Sul tema infinito dell’obbligo delle mascherine all’aperto, il professore Alberto Zangrillo si sta distinguendo per una offensiva a 360 gradi nei confronti di questa misura di stampo talebano. “Quando sono in montagna su un sentiero in mezzo ai boschi e vedo una persona in lontananza con la mascherina penso che stia sviluppando una patologia psichiatrica. Mettiamo la mascherina quando entriamo in farmacia, in banca, al lavoro. Altrimenti, no. È la differenza tra essere un popolo di beoti e un popolo di persone responsabili. Probabilmente facciamo più presa se pensiamo di controllare un gregge di beoti, io mi aspetto molto di più dai miei concittadini.”
Così si è espresso, con la sua ben nota franchezza, il primario del reparto di rianimazione del San Raffaele di Milano, facendosi in seguito un selfie all’aperto, senza mascherina e con tanto di bandana, con un titolo assolutamente esplicativo: “Outdoor mode for sane people”, ovvero “modalità all’aperto per persone assennate”. In tal senso, a nome della minoranza di aperturisti di questo disgraziato Paese, mi verrebbe da dire: meno male che Zangrillo c’è! Anzi, ci vorrebbero tanti altri di questi autorevoli personaggi per scuoterci da una condizione di regressione di massa, con il preoccupante sviluppo di una sorta di feticismo primitivo nei riguardi della mascherina medesima e di altre misure dall’efficacia piuttosto dubbia.
Sta di fatto che, a dimostrazione di ciò, in queste giornate di caldo torrido osserviamo molte persone le quali, pur di non togliersi di dosso un tale feticcio, hanno trovato il ridicolo compromesso di indossarle con il naso scoperto. In tal senso, spiace tantissimo doverlo sottolineare, il grado di idiozia – o di covidiozia per meglio dire – che esprimono questi poveretti manipolati da una pessima informazione appare superiore a quella degli altri disgraziati che indossano la mascherina quando guidano l’auto in solitaria.

◆ **DATI REGISTRATI**:
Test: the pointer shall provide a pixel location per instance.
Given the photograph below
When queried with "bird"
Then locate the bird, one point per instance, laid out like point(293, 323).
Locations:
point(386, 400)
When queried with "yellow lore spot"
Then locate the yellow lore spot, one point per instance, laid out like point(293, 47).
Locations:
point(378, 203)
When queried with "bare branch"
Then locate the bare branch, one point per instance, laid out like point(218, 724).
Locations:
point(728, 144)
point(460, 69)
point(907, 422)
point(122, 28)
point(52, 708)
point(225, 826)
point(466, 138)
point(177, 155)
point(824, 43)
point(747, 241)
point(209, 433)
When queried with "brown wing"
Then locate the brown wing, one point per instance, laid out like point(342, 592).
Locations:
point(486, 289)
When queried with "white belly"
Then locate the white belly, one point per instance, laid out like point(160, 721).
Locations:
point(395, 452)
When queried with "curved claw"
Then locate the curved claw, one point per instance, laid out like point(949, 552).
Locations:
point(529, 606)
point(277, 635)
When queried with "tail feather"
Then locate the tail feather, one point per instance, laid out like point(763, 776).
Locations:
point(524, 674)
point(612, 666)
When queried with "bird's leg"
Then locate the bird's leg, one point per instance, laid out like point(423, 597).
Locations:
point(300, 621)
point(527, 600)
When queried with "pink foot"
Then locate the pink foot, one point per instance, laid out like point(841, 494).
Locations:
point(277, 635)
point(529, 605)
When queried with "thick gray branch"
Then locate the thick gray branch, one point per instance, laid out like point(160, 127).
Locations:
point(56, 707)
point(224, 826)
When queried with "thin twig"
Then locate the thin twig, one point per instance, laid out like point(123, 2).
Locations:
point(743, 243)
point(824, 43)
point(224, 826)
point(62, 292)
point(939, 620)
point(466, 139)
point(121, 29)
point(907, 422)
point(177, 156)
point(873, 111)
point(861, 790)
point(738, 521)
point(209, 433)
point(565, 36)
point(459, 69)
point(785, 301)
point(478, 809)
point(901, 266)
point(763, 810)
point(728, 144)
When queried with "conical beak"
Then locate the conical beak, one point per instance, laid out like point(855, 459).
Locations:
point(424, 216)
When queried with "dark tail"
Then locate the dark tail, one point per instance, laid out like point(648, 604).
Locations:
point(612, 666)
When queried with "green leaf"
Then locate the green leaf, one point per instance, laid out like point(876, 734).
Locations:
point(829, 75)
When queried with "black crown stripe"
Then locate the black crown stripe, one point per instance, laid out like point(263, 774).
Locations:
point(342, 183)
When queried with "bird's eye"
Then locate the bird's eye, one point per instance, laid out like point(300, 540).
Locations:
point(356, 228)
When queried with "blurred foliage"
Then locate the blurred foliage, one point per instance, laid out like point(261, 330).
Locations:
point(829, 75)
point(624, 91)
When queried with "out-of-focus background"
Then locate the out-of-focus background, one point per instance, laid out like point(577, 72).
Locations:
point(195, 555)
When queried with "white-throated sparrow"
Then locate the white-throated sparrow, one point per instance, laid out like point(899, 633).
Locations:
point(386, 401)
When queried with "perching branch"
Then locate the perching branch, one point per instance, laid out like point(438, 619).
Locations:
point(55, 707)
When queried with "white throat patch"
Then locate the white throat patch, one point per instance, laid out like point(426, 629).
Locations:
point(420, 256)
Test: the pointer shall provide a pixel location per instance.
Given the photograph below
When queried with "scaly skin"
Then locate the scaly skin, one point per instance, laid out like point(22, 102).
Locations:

◆ **COMPITO ASSEGNATO**:
Ricopia per intero e parola per parola il brano sull'obbligo delle mascherine all'aperto.

◆ **SOLUZIONE**:
Sul tema infinito dell’obbligo delle mascherine all’aperto, il professore Alberto Zangrillo si sta distinguendo per una offensiva a 360 gradi nei confronti di questa misura di stampo talebano. “Quando sono in montagna su un sentiero in mezzo ai boschi e vedo una persona in lontananza con la mascherina penso che stia sviluppando una patologia psichiatrica. Mettiamo la mascherina quando entriamo in farmacia, in banca, al lavoro. Altrimenti, no. È la differenza tra essere un popolo di beoti e un popolo di persone responsabili. Probabilmente facciamo più presa se pensiamo di controllare un gregge di beoti, io mi aspetto molto di più dai miei concittadini.”
Così si è espresso, con la sua ben nota franchezza, il primario del reparto di rianimazione del San Raffaele di Milano, facendosi in seguito un selfie all’aperto, senza mascherina e con tanto di bandana, con un titolo assolutamente esplicativo: “Outdoor mode for sane people”, ovvero “modalità all’aperto per persone assennate”. In tal senso, a nome della minoranza di aperturisti di questo disgraziato Paese, mi verrebbe da dire: meno male che Zangrillo c’è! Anzi, ci vorrebbero tanti altri di questi autorevoli personaggi per scuoterci da una condizione di regressione di massa, con il preoccupante sviluppo di una sorta di feticismo primitivo nei riguardi della mascherina medesima e di altre misure dall’efficacia piuttosto dubbia.
Sta di fatto che, a dimostrazione di ciò, in queste giornate di caldo torrido osserviamo molte persone le quali, pur di non togliersi di dosso un tale feticcio, hanno trovato il ridicolo compromesso di indossarle con il naso scoperto. In tal senso, spiace tantissimo doverlo sottolineare, il grado di idiozia – o di covidiozia per meglio dire – che esprimono questi poveretti manipolati da una pessima informazione appare superiore a quella degli altri disgraziati che indossano la mascherina quando guidano l’auto in solitaria.